_Task_:
All of the data should be reproduced word for word, though its pictures must be omitted.

_Information supplied_:

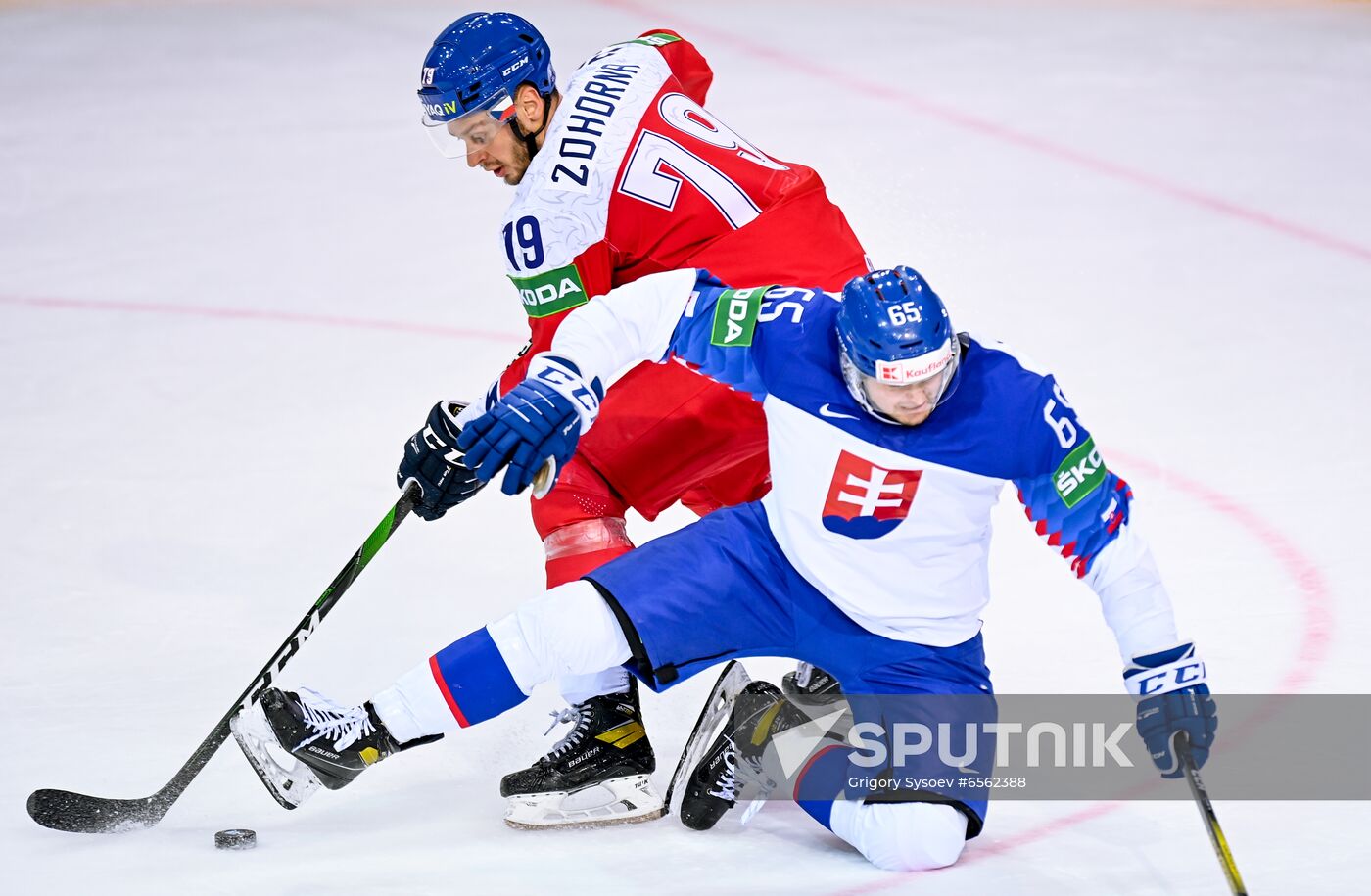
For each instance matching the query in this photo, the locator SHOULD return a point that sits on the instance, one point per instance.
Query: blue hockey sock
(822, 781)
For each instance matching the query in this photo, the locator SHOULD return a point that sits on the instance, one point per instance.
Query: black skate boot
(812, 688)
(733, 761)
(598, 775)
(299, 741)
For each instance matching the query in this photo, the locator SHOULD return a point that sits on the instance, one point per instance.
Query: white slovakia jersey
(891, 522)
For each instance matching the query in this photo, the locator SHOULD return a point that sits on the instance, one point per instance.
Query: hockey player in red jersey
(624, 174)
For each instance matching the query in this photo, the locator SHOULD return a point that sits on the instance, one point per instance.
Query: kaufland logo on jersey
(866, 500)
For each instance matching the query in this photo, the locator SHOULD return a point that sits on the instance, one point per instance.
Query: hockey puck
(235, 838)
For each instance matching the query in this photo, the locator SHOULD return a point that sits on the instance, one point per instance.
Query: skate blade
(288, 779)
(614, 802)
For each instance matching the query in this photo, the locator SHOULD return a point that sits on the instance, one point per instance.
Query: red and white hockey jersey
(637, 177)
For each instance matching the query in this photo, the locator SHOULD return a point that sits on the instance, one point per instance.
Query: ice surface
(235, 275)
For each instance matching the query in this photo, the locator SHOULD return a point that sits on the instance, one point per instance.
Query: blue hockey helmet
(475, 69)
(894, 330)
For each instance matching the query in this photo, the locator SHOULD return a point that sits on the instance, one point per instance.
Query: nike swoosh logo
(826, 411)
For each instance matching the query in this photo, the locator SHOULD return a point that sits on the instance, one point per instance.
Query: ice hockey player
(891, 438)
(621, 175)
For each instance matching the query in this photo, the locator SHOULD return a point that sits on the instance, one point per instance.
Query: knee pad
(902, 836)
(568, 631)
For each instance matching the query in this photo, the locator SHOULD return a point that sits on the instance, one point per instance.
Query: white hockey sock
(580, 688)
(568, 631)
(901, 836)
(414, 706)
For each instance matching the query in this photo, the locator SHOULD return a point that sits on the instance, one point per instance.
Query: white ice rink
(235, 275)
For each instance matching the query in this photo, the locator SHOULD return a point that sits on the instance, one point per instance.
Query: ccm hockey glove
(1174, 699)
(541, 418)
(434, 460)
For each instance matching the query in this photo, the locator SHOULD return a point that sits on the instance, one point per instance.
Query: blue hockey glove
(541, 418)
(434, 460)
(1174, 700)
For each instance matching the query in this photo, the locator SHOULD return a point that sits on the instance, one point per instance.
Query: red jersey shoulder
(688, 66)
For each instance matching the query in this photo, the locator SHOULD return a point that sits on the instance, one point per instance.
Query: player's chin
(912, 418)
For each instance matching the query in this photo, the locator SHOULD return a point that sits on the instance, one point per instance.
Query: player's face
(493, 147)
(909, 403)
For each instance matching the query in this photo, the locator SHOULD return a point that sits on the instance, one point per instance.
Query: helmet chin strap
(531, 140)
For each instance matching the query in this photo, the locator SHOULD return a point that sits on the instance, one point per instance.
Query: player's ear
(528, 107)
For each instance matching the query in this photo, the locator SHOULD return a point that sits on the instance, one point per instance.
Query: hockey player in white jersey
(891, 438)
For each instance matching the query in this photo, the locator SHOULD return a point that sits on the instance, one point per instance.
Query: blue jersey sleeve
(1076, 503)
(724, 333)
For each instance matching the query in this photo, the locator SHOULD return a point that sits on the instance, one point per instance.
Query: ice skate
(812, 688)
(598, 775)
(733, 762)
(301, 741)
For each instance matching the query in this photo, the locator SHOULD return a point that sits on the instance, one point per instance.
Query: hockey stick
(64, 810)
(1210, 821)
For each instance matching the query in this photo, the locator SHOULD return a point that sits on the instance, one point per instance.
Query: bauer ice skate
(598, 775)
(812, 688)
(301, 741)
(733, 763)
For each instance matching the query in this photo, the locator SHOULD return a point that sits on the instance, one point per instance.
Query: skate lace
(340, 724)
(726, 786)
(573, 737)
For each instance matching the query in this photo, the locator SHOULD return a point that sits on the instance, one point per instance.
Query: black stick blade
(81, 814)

_Answer to this task_:
For each instance matching the query in this photo, the locator SHOULD return a point that sits on the instance, one point per instance.
Query: blue hockey sock
(822, 781)
For each instance matching the query in this photo, the locator SHOULD return a point that sits on the instance, one point per instance.
Query: black skate boot
(812, 688)
(733, 761)
(598, 775)
(299, 741)
For each instance matching the query in this photo, the locator SHOULD return a point that sits on the instance, one point per instance.
Query: white slovakia jersey
(891, 522)
For each instance matching the query in this photo, the locator SHOULD return a point that sits on the instance, one point per instance.
Query: hockey player in red jersey
(624, 174)
For each instance matching the query in this photo, the locator SHOULD return a point that sits on the instance, one point per instance.
Query: kaufland logo on jersey
(866, 500)
For each instance matching the query in this photo, the locator SHOULD return a point that sits on the instance, one point per instance.
Query: hockey puck
(235, 838)
For each instance matching the query in this photo, the locator SHOULD return a point that sits on the instance, one point per instance.
Query: skate blade
(288, 779)
(614, 802)
For each instance matching the query in this photo, the locator SHOULD return a point that sits on the instance, one point per instance.
Query: red and white hockey jersey
(637, 177)
For each instance matching the query in this photo, the locator SHOULD return a point that sits on the instance, one point per instance.
Query: ice surface
(235, 275)
For each instance matching the query in this photo, the locator SHOULD return a point that sits on the instance, one point per instance.
Query: blue hockey helmet
(475, 69)
(894, 330)
For each instance matching the query in this photo, the locator SHOULD return a point that sits on the instance, one point per instance.
Query: nike swoosh logo
(826, 411)
For each instance matching the query in this photo, the locator SHOULD return a point that sits on the instance, one point per instance.
Query: ice hockey player
(891, 438)
(621, 175)
For each instance matching the query in this photo, the locator SHOULD return a point that sits on the instance, one point per instance.
Query: knee pad
(902, 836)
(568, 631)
For each instance matching the query in this photo, the locator SHOULD return a point that sits on the instance, one point per instance.
Query: white hockey sock
(580, 688)
(568, 631)
(901, 836)
(414, 706)
For each instance matching the query in this photo, the locator SHOULD return a point that sits on the instance, one point per instance.
Query: white ice rink
(235, 275)
For each instance matching the query in this photo, the locator SHOULD return a point that sits on the instance, one point per instance.
Query: ccm hockey glove
(1174, 699)
(541, 418)
(434, 460)
For each instance matching the query in this photo, the locator SHOULD return a point that sits on the instance, one point per instance.
Query: blue hockey glove
(541, 418)
(434, 460)
(1174, 700)
For each instance matching the query in this photo, the locator SHOULD return a point that sits on the instance, one point per instance.
Query: red jersey shoulder
(688, 66)
For each instance matching the query in this photo, the locator SHOULD return a point that sits on the instance, one point per instance.
Query: player's chin
(912, 418)
For each instance matching the query in this photo, the locator SHOULD return a point that sits on the instance, one point per instance.
Query: player's face
(493, 147)
(909, 403)
For each instance matching the query in this photo, the locator SHOULD return a point that sits on the instance, one point per instance.
Query: helmet chin strap
(531, 140)
For each instance matching the query in this photo, the locator SHOULD return a point that sits on the instance, one point per instance.
Query: player's ear
(528, 107)
For each instance matching the query in this photo, the locator SHOULD return a point that sits on the instance, one point per instance.
Query: hockey player in white jersey
(891, 438)
For each instance matching the query in this photo, the locator SHOULD return a point that sits on the instance, one point per instance.
Query: blue jersey sleeve
(1076, 503)
(724, 333)
For each instance matching the query in this photo, the locator SHOULD return a point that sits on the instance, one point per instance.
Query: ice skate
(812, 688)
(598, 775)
(733, 762)
(301, 741)
For each instance matching the query in this photo, the locator SHOULD return a point that sits on the instance, one point per instance.
Query: hockey stick
(64, 810)
(1210, 821)
For each instance matching the query in this photo, the locator SHOULD return a point that sits on the instance, one point per instance.
Query: bauer ice skate
(598, 775)
(812, 688)
(301, 741)
(733, 763)
For each instance matching the query in this photo, the locator SHOULD return a point that sits on the instance, one point per instance.
Query: skate lace
(340, 724)
(726, 786)
(573, 737)
For each instance matching the query in this photo, the locator SHOULD return a point that sits on the instance, one point per instance.
Query: black stick blade
(81, 814)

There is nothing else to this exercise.